# 課題内容
以下のリスト全体で「sample」を「example」に置き換え、それ以外は一切変えずに書き写すこと。画像は回答に含めないこと。

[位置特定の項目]
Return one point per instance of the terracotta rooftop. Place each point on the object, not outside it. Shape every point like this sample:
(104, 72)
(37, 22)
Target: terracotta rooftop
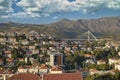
(43, 66)
(24, 76)
(64, 76)
(55, 68)
(5, 71)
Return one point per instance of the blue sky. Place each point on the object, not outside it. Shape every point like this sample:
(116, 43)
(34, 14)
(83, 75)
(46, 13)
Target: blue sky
(49, 11)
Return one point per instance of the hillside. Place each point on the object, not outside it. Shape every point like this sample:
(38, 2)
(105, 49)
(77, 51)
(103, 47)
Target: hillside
(70, 28)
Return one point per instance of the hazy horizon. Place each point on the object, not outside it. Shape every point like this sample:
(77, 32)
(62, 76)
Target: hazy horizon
(50, 11)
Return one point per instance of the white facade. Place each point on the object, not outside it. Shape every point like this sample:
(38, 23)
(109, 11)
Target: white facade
(113, 61)
(117, 66)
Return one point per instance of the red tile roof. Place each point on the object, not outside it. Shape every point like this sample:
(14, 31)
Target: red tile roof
(24, 76)
(64, 76)
(43, 66)
(5, 71)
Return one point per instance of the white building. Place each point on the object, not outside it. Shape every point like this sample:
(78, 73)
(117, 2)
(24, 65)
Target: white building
(56, 58)
(117, 66)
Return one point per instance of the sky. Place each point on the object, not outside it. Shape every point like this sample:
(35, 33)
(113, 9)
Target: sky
(50, 11)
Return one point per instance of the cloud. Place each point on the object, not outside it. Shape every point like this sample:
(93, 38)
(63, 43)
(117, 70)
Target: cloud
(55, 17)
(44, 8)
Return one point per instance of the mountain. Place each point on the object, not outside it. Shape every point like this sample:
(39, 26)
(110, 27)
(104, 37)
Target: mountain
(70, 28)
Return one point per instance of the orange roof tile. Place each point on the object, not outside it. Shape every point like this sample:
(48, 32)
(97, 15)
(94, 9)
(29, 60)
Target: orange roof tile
(64, 76)
(24, 76)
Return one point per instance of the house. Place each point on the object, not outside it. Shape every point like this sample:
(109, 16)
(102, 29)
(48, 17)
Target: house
(64, 76)
(113, 61)
(27, 69)
(22, 69)
(56, 58)
(12, 39)
(8, 54)
(43, 69)
(10, 62)
(24, 76)
(90, 58)
(1, 62)
(4, 74)
(55, 70)
(117, 66)
(101, 61)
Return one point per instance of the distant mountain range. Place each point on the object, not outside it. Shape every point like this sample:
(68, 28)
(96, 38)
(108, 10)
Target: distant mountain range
(70, 28)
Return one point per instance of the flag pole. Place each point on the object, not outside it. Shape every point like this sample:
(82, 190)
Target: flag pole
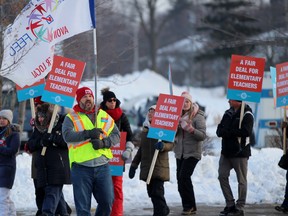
(95, 80)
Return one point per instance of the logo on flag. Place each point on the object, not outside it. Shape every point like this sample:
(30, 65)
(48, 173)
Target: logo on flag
(29, 41)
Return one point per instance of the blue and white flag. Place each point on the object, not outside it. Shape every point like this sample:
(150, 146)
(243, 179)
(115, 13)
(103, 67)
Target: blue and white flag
(29, 41)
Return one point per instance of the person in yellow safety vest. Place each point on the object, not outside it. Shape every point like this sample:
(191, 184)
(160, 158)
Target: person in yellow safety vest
(89, 141)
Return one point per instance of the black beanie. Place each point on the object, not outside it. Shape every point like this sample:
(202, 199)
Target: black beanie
(107, 94)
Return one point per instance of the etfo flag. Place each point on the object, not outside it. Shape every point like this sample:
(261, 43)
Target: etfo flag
(29, 41)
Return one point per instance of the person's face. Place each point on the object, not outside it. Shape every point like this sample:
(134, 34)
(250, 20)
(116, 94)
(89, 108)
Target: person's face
(111, 103)
(235, 104)
(87, 102)
(186, 105)
(151, 113)
(3, 121)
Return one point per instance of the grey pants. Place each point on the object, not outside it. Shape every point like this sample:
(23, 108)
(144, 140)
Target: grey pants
(240, 166)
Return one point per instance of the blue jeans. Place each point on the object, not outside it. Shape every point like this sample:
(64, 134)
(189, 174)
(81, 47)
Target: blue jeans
(92, 180)
(53, 200)
(185, 169)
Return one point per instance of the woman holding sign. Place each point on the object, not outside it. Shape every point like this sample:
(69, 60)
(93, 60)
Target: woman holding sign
(188, 150)
(144, 157)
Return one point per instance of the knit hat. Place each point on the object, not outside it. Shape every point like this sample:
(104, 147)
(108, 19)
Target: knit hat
(8, 114)
(107, 94)
(83, 91)
(187, 96)
(152, 107)
(38, 101)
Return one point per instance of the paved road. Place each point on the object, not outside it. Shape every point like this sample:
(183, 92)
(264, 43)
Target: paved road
(203, 210)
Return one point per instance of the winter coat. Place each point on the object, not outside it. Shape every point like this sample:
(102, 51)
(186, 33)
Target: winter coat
(8, 150)
(53, 167)
(120, 119)
(190, 144)
(229, 130)
(145, 155)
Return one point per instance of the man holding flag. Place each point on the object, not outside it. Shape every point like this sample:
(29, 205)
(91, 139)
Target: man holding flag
(29, 42)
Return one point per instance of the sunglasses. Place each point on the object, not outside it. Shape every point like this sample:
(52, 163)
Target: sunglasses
(111, 99)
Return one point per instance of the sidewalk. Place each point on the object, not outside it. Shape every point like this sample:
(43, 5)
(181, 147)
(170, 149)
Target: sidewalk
(203, 210)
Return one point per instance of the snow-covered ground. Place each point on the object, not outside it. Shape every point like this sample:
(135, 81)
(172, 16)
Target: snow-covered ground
(266, 181)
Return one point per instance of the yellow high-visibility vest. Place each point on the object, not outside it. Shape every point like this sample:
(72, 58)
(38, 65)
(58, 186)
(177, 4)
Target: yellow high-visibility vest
(83, 151)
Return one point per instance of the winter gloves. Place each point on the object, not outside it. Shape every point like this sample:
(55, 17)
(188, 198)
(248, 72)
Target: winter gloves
(93, 133)
(187, 127)
(132, 172)
(128, 151)
(159, 145)
(98, 144)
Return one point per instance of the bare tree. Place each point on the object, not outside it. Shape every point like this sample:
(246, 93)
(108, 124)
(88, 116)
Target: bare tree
(153, 23)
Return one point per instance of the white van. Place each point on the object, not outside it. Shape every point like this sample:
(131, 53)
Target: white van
(267, 127)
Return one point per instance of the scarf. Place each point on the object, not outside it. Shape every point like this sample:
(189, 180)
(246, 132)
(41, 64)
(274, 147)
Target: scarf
(77, 108)
(44, 128)
(115, 113)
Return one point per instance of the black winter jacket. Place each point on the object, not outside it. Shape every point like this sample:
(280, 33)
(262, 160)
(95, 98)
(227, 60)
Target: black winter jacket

# 解答
Return one point per instance of the terracotta rooftop. Place each point on the object, not outside it. Shape every point like this example:
(104, 72)
(37, 22)
Target: terracotta rooftop
(43, 66)
(24, 76)
(64, 76)
(55, 68)
(5, 71)
Return one point per instance of the blue sky. Place each point on the object, not outside it. Shape every point like this example:
(116, 43)
(34, 14)
(83, 75)
(46, 13)
Target: blue sky
(49, 11)
Return one point per instance of the hillside. Place each point on the object, not outside it. Shape every point like this example:
(38, 2)
(105, 49)
(77, 51)
(103, 47)
Target: hillside
(70, 28)
Return one point per instance of the hazy horizon. Place each point on the object, not outside it. Shape every point like this example:
(77, 32)
(62, 76)
Target: hazy horizon
(50, 11)
Return one point per instance of the white facade. Place each point on the object, not outside it. Shape every point like this example:
(38, 23)
(109, 11)
Target: white facade
(113, 61)
(117, 66)
Return one point per instance of the red tile roof. Place each point on the object, not outside it. Shape every point like this example:
(14, 31)
Target: red tile roof
(24, 76)
(64, 76)
(43, 66)
(5, 71)
Return one point per instance of the white building. Place each point on the object, not outside it. Shape every point like this example:
(78, 73)
(117, 2)
(24, 65)
Target: white building
(56, 58)
(117, 66)
Return one point per instance of the sky. Place each point on the object, not outside it. Shape every point like this example:
(35, 33)
(113, 9)
Target: sky
(50, 11)
Return one point per instance of the cloud. Place each point on the object, not outside it. Shape every point like this example:
(93, 38)
(63, 43)
(117, 70)
Target: cloud
(55, 17)
(44, 8)
Return one point per instance of the mountain. Place each point on the object, not outside it. Shape every point like this example:
(39, 26)
(110, 27)
(104, 37)
Target: mountain
(70, 28)
Return one point per instance of the orange roof tile. Place each point on the object, not outside it. Shape every point like this example:
(48, 32)
(97, 15)
(94, 9)
(29, 60)
Target: orange roof tile
(64, 76)
(24, 76)
Return one point per instance of the house. Place each point on the object, not outside it. Shape every point like this example:
(109, 16)
(102, 29)
(48, 17)
Target: house
(64, 76)
(113, 61)
(27, 69)
(22, 69)
(56, 58)
(12, 39)
(8, 54)
(43, 69)
(10, 62)
(24, 76)
(90, 58)
(1, 62)
(4, 74)
(55, 70)
(117, 66)
(101, 61)
Return one point per instance of the distant mountain range. Place each point on the object, not outside it. Shape every point like this example:
(68, 28)
(96, 38)
(108, 10)
Target: distant mountain range
(70, 28)
Return one point per instance of the flag pole. Place each point on the object, not outside it. Shape every point like this example:
(82, 190)
Target: flag pole
(95, 80)
Return one point per instance of the logo on flag. Place each point on the object, not outside it. Shape every point like this example:
(30, 65)
(48, 173)
Target: logo on flag
(29, 41)
Return one point per instance of the blue and white flag. Place each point on the object, not outside it. Shape every point like this example:
(150, 146)
(243, 179)
(115, 13)
(103, 67)
Target: blue and white flag
(29, 41)
Return one point per instance of the person in yellow safety vest. Place each point on the object, not outside it. Shape every point like this example:
(191, 184)
(160, 158)
Target: person in yellow safety vest
(89, 141)
Return one point per instance of the black beanie. Place each point on the object, not outside it. Shape every point like this example:
(202, 199)
Target: black beanie
(107, 94)
Return one point per instance of the etfo flag. Place each point on the object, not outside it. Shape every point like this example:
(261, 43)
Target: etfo flag
(29, 41)
Return one point per instance of the person's face. Place each point on the object, not outside it. Shape every point like this example:
(134, 34)
(250, 20)
(116, 94)
(89, 108)
Target: person's face
(111, 103)
(235, 104)
(87, 102)
(186, 105)
(151, 113)
(3, 121)
Return one point per instance of the grey pants. Place each point on the object, not outside it. Shape every point like this example:
(23, 108)
(144, 140)
Target: grey pants
(240, 166)
Return one point per instance of the blue jeans. Place each point on the object, not outside it. Shape every point like this example:
(64, 134)
(189, 174)
(81, 47)
Target: blue jeans
(92, 180)
(53, 200)
(185, 169)
Return one point per instance of the woman holding sign. Place each point on the object, not outside it. Shape every point like this example:
(69, 60)
(93, 60)
Target: woman holding sign
(188, 150)
(144, 157)
Return one point per instance of the knit hat. Place each point on the object, not outside it. Shape every point like this example:
(104, 147)
(108, 19)
Target: knit hat
(8, 114)
(107, 94)
(83, 91)
(187, 96)
(152, 107)
(38, 101)
Return one point per instance of the paved road. Place each point on the object, not outside it. Shape every point like this example:
(183, 92)
(264, 43)
Target: paved road
(203, 210)
Return one point per instance of the winter coat. Place each point on the object, not outside it. Shape every point like this example:
(102, 51)
(186, 33)
Target: winter coat
(8, 150)
(53, 167)
(120, 119)
(190, 144)
(229, 130)
(145, 155)
Return one point per instance of the man holding flag. Place each point on the object, not outside it. Shape every point like this example:
(29, 205)
(91, 139)
Target: man holding flag
(29, 42)
Return one point per instance of the sunglasses. Place each point on the object, not outside it. Shape every point like this example:
(52, 163)
Target: sunglasses
(111, 99)
Return one point per instance of the sidewalk. Place each point on the object, not outside it. Shape every point like this example:
(43, 5)
(181, 147)
(170, 149)
Target: sidewalk
(203, 210)
Return one point per instance of the snow-covered ground. Place each point on the object, not outside it. Shape every point like this example:
(135, 81)
(172, 16)
Target: snow-covered ground
(266, 181)
Return one point per instance of the yellow high-visibility vest. Place each point on the object, not outside it. Shape every point like this example:
(72, 58)
(38, 65)
(58, 186)
(177, 4)
Target: yellow high-visibility vest
(83, 151)
Return one point per instance of the winter gloves. Place each point on the object, not outside it. Shape every point like this example:
(55, 17)
(188, 198)
(248, 72)
Target: winter gloves
(93, 133)
(187, 127)
(132, 172)
(128, 151)
(159, 145)
(98, 144)
Return one point per instance of the bare tree. Place each point on the object, not outside it. Shape every point like this example:
(246, 93)
(108, 124)
(88, 116)
Target: bare tree
(153, 23)
Return one point per instance of the white van. Place each point on the object, not outside it. Shape every point like this example:
(131, 53)
Target: white van
(267, 127)
Return one point per instance of the scarf. Place each point on the object, not outside it. Shape every point like this example:
(189, 180)
(246, 132)
(41, 64)
(274, 147)
Target: scarf
(77, 108)
(44, 128)
(115, 113)
Return one point per instance of the black winter jacket. Place each point on the object, not outside it. Shape every point like this example:
(280, 33)
(262, 160)
(95, 98)
(227, 60)
Target: black winter jacket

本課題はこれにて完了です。